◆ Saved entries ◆
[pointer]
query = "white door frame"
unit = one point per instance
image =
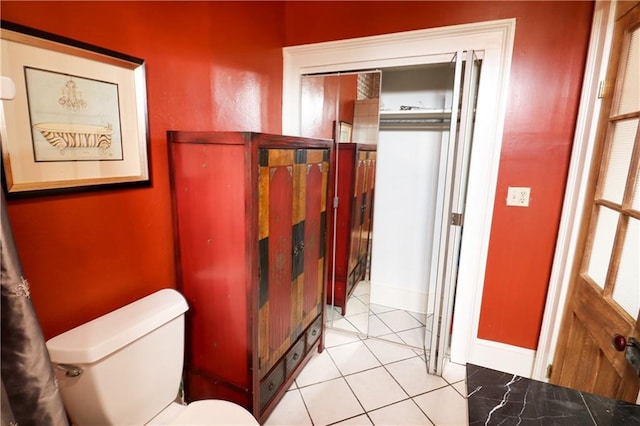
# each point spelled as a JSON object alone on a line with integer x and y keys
{"x": 495, "y": 39}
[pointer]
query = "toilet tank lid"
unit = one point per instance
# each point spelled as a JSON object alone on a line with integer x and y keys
{"x": 102, "y": 336}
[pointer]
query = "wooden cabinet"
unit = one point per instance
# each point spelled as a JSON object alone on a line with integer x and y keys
{"x": 250, "y": 214}
{"x": 355, "y": 170}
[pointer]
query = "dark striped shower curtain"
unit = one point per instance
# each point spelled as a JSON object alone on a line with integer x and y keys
{"x": 29, "y": 391}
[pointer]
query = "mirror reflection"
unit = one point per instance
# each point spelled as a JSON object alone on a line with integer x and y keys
{"x": 345, "y": 107}
{"x": 392, "y": 128}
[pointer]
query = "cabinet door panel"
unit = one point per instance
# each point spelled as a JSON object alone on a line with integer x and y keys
{"x": 313, "y": 256}
{"x": 276, "y": 309}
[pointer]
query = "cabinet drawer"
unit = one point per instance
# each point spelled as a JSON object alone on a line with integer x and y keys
{"x": 294, "y": 356}
{"x": 314, "y": 331}
{"x": 271, "y": 384}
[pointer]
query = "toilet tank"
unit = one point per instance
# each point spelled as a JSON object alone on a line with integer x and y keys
{"x": 130, "y": 362}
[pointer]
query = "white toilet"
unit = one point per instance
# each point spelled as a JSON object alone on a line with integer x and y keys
{"x": 125, "y": 368}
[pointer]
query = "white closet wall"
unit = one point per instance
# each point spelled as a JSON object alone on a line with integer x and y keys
{"x": 406, "y": 188}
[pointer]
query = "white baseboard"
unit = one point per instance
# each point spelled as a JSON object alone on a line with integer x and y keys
{"x": 502, "y": 357}
{"x": 398, "y": 298}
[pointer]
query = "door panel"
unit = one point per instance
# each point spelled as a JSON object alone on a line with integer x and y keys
{"x": 604, "y": 298}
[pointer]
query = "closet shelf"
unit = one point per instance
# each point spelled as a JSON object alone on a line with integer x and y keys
{"x": 416, "y": 114}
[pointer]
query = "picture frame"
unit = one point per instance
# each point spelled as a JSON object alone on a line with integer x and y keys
{"x": 78, "y": 118}
{"x": 344, "y": 131}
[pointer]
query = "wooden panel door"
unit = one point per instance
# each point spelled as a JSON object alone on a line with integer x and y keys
{"x": 357, "y": 221}
{"x": 316, "y": 179}
{"x": 278, "y": 262}
{"x": 604, "y": 298}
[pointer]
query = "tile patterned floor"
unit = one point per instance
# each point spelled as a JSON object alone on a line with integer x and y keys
{"x": 380, "y": 321}
{"x": 368, "y": 381}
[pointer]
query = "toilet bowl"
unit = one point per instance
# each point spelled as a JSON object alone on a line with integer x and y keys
{"x": 125, "y": 368}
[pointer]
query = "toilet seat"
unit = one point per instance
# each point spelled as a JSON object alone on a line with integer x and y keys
{"x": 207, "y": 412}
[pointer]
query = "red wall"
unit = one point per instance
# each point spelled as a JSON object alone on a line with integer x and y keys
{"x": 217, "y": 66}
{"x": 213, "y": 66}
{"x": 546, "y": 76}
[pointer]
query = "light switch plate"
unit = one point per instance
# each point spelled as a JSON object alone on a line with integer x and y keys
{"x": 518, "y": 196}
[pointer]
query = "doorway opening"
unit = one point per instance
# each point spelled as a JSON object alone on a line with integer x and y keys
{"x": 416, "y": 122}
{"x": 495, "y": 40}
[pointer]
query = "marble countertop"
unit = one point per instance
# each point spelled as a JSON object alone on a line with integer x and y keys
{"x": 497, "y": 398}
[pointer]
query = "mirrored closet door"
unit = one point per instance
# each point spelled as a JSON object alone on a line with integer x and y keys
{"x": 419, "y": 119}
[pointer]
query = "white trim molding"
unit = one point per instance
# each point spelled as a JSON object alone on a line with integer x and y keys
{"x": 503, "y": 357}
{"x": 495, "y": 40}
{"x": 582, "y": 152}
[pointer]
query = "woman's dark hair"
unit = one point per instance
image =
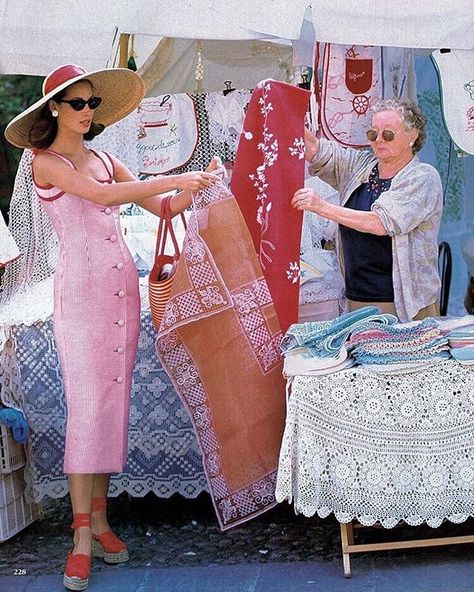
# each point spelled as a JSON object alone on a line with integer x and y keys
{"x": 43, "y": 132}
{"x": 411, "y": 114}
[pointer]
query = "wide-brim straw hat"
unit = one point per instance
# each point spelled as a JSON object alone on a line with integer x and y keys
{"x": 121, "y": 91}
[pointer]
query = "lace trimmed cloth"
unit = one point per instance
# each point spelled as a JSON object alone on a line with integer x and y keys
{"x": 26, "y": 291}
{"x": 380, "y": 447}
{"x": 163, "y": 453}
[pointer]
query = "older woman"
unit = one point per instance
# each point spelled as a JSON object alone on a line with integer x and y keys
{"x": 390, "y": 212}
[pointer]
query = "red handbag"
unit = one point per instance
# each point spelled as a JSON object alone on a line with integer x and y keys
{"x": 164, "y": 267}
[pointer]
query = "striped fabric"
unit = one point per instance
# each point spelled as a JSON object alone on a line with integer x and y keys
{"x": 158, "y": 294}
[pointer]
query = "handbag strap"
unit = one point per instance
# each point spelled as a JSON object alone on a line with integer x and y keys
{"x": 165, "y": 227}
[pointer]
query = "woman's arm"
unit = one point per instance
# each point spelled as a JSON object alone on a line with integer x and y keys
{"x": 179, "y": 202}
{"x": 51, "y": 170}
{"x": 307, "y": 199}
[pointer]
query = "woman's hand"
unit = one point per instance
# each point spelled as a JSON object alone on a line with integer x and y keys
{"x": 307, "y": 199}
{"x": 195, "y": 181}
{"x": 216, "y": 167}
{"x": 311, "y": 143}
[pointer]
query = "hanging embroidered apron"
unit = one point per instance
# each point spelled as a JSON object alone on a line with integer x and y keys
{"x": 456, "y": 78}
{"x": 352, "y": 83}
{"x": 168, "y": 133}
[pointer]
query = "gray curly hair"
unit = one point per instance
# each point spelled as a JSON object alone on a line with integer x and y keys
{"x": 411, "y": 115}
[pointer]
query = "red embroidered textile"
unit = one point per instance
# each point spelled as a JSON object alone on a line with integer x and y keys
{"x": 269, "y": 168}
{"x": 219, "y": 342}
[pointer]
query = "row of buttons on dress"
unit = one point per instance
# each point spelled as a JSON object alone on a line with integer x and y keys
{"x": 113, "y": 238}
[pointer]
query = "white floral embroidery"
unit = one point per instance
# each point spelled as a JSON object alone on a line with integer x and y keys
{"x": 269, "y": 147}
{"x": 298, "y": 149}
{"x": 211, "y": 296}
{"x": 294, "y": 272}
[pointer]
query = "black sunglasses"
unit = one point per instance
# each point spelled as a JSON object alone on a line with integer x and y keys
{"x": 387, "y": 135}
{"x": 79, "y": 104}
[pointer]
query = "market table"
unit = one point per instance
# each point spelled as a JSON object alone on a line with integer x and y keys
{"x": 163, "y": 454}
{"x": 381, "y": 448}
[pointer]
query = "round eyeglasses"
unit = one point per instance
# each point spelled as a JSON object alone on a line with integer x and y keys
{"x": 387, "y": 135}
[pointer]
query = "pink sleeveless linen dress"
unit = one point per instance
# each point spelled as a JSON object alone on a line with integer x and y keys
{"x": 96, "y": 326}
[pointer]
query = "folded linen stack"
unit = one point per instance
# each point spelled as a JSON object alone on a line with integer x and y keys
{"x": 408, "y": 345}
{"x": 319, "y": 347}
{"x": 461, "y": 343}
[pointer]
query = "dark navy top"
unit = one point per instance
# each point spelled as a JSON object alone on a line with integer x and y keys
{"x": 367, "y": 257}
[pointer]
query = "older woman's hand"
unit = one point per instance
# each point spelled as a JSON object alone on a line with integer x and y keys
{"x": 307, "y": 199}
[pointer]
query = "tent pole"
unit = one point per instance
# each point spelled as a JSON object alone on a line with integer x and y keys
{"x": 123, "y": 49}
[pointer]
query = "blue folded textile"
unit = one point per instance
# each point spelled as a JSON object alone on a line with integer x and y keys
{"x": 325, "y": 338}
{"x": 15, "y": 420}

◆ Task objective ◆
Search the records above for the string "white". Copy every line that contains it.

◆ Solution to this task ◆
query = "white door frame"
query = "white toilet"
query = "white closet wall"
query = "white baseboard"
query = "white trim molding"
query = "white floral embroidery"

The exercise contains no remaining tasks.